*TASK ITEM:* Set down every entry again exactly as it stands below.

___ DATA FOR REVIEW

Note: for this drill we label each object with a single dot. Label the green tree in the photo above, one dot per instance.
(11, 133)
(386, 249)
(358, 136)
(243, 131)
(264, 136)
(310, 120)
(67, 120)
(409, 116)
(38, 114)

______

*TASK RESULT:*
Note: for this drill we label each object with a single dot. Label the green tree in the photo above, one dot per instance.
(11, 133)
(386, 249)
(358, 136)
(243, 131)
(264, 136)
(310, 120)
(67, 120)
(409, 116)
(38, 114)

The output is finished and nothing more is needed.